O QUE SE PEDE: Reescreva de forma mais breve o parágrafo do texto sobre a dor solitária que começa por «Por muito bom ou consolidado», conservando os seus factos principais.

Da dor solitária

 




Numa consulta, o médico falou da dor, da minha dor crónica, da minha dor neuropatica. Perguntou-me se tinha um bom sistema de apoio, disse que sim. Mas não deixa de ser uma dor solitária, respondi-lhe.

Por muito bom ou consolidado que seja o nosso sistema de suporte, a dor é sempre solitária. Claro que partilhamos a dor com a família, mas para além de eles não a sentirem, logo não sabem o que sentimos nem como. Mas é solitária porque nao vamos , ou melhor não vou, estar a dizer sempre o que me dói. Olha agora dói aqui, passados dez minutos, afinal já são formigueiros nos pés, passados 3 horas, está a doer a cara do lado esquerdo, passado 1  hora, afinal já passou para o direito , enfim. Começamos a ser chatos, hipocondríacos, irritantes e piquinhas, cheios de dores e doresinha e coisinhas. E ninguém quer ser uma companhia chata , portanto ignoramos a dor e agimos como se tudo estivesse bem.

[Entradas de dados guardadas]
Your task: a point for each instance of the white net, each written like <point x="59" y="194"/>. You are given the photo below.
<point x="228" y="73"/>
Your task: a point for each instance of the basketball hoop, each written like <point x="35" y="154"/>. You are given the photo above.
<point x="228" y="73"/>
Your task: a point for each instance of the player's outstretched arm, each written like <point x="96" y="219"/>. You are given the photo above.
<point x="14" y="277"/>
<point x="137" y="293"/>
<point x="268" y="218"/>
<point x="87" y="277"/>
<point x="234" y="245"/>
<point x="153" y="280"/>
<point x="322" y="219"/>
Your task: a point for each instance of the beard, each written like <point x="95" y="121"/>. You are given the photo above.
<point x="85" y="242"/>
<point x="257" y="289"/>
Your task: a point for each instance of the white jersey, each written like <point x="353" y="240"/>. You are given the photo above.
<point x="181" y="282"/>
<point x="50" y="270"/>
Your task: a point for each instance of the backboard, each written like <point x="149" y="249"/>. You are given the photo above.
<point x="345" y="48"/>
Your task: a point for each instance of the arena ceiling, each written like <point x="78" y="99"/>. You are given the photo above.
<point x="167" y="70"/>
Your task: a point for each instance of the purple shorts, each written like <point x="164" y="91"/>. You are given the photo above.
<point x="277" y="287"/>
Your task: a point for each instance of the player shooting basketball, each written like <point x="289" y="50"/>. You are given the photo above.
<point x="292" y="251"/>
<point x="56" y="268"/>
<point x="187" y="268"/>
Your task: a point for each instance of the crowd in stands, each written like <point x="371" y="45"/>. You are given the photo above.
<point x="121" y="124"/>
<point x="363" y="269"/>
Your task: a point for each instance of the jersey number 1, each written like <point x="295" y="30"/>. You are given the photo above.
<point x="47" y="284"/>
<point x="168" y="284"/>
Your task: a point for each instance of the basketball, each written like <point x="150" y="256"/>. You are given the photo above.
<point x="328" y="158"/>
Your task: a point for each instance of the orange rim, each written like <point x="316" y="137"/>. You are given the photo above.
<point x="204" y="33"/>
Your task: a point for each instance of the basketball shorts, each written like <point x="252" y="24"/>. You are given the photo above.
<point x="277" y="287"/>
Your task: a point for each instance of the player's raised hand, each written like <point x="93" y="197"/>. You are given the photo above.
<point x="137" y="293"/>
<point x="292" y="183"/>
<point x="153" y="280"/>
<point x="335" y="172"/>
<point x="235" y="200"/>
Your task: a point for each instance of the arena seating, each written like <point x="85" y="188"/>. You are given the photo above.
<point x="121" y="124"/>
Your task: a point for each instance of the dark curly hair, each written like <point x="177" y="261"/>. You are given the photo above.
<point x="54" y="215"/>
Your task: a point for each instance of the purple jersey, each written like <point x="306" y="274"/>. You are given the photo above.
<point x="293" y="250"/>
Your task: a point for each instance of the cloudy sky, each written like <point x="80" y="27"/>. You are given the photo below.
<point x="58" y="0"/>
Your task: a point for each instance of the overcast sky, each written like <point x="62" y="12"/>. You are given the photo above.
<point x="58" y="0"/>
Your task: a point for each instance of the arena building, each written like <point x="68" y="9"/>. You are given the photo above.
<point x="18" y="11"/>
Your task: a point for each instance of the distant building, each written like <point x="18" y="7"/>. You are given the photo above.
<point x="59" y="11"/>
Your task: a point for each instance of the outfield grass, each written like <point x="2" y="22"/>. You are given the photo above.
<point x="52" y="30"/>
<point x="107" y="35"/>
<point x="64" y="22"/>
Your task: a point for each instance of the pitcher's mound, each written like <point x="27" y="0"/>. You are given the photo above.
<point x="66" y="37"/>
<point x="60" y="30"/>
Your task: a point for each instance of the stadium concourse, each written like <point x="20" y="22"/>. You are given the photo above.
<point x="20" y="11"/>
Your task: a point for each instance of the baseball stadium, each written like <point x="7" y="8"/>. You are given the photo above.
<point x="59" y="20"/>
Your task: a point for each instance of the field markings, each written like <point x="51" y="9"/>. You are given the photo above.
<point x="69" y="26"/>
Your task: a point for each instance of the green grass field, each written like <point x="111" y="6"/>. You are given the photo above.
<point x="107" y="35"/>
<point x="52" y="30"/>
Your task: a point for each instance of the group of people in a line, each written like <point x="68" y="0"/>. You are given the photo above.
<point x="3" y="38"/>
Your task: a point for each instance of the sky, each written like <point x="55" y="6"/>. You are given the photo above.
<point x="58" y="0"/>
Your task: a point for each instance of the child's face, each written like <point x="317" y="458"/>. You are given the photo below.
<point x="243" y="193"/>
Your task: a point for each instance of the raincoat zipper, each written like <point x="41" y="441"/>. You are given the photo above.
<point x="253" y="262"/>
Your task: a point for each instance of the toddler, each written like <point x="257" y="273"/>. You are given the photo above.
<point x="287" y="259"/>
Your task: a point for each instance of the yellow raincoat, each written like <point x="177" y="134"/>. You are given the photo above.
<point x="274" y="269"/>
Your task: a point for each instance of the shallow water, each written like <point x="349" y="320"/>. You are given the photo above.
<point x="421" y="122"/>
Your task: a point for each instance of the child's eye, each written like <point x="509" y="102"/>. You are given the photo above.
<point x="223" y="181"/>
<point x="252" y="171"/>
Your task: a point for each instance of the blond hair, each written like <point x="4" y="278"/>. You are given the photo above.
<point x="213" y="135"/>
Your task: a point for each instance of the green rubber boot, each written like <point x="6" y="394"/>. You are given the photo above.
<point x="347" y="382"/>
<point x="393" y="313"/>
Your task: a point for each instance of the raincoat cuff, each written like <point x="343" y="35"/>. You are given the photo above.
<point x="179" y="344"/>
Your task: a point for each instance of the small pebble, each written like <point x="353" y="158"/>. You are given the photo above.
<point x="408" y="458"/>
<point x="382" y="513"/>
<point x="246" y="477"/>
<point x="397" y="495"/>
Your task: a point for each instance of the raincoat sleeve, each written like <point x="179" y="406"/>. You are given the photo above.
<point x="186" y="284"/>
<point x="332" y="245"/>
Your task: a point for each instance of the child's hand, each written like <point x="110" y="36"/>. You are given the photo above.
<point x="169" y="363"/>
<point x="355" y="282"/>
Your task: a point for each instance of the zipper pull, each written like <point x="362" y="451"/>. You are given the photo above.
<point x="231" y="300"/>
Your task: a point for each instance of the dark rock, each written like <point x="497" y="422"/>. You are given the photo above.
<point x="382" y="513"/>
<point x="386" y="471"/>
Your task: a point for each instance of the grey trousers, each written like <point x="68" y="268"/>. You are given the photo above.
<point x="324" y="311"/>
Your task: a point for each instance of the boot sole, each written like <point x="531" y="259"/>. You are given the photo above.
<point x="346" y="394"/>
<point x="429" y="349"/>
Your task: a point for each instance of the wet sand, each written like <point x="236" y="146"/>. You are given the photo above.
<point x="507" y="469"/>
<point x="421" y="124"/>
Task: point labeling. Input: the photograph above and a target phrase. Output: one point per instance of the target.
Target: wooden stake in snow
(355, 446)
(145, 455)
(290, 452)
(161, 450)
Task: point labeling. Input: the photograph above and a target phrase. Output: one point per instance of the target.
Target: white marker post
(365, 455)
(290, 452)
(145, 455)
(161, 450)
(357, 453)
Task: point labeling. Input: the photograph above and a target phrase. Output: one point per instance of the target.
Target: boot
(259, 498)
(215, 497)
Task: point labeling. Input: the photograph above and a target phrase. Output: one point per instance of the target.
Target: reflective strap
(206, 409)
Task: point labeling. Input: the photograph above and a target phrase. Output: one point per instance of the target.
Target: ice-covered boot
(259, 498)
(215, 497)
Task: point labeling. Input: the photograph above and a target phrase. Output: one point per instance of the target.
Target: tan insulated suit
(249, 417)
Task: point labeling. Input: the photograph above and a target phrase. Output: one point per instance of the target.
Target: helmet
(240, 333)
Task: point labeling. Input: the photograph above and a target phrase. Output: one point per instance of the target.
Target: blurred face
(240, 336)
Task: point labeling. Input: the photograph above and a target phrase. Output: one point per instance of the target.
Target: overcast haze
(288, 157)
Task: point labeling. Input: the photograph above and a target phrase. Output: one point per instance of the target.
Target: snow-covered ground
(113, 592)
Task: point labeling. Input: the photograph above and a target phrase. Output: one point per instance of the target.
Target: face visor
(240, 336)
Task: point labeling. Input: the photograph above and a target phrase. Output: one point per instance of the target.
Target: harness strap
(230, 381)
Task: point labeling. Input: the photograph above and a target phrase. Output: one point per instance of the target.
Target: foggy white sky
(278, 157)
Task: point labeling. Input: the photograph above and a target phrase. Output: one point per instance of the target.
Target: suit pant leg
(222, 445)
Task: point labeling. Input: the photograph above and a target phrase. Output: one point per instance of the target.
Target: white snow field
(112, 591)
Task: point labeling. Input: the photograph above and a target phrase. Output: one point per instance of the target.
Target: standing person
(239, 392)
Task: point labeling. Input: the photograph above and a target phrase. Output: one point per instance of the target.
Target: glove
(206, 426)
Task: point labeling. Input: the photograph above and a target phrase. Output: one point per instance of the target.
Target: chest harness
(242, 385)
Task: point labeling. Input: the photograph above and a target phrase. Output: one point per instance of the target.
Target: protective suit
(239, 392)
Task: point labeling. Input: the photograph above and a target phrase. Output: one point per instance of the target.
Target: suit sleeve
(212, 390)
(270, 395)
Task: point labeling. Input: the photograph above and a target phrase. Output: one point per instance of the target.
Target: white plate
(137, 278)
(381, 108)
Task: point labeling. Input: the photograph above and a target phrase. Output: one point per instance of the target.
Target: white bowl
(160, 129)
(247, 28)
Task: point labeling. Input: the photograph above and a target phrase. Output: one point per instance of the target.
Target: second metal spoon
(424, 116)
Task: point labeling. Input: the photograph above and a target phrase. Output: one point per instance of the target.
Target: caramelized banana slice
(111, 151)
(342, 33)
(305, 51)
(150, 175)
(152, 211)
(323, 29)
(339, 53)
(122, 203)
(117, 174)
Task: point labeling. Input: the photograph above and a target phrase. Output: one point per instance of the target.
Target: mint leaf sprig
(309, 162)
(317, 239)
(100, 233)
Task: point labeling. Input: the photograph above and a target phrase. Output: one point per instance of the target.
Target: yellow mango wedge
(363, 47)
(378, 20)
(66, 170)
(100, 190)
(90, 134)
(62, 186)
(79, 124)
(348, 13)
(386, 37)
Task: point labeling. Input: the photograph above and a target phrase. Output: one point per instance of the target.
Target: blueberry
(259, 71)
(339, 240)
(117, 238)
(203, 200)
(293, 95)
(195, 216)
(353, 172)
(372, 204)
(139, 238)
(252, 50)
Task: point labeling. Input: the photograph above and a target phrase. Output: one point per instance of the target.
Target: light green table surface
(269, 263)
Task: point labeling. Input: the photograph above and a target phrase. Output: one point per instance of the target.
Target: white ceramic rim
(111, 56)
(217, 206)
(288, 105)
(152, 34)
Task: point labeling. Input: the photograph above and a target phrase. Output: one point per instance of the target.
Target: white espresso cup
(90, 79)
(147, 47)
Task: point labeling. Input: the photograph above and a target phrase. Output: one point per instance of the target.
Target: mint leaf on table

RESPOSTA À TAREFA: Por melhor que seja o sistema de apoio, a dor é sempre solitária. Partilhamo-la com a família, mas ela não a sente e, por isso, não sabe o que sentimos nem como. É também solitária porque não vou dizendo a toda a hora o que me dói: a dor muda de sítio ao longo das horas, dos formigueiros nos pés ao lado esquerdo da cara e depois ao direito. Queixarmo-nos sempre tornar-nos-ia chatos, hipocondríacos e irritantes. Como ninguém quer ser uma companhia chata, ignoramos a dor e agimos como se tudo estivesse bem.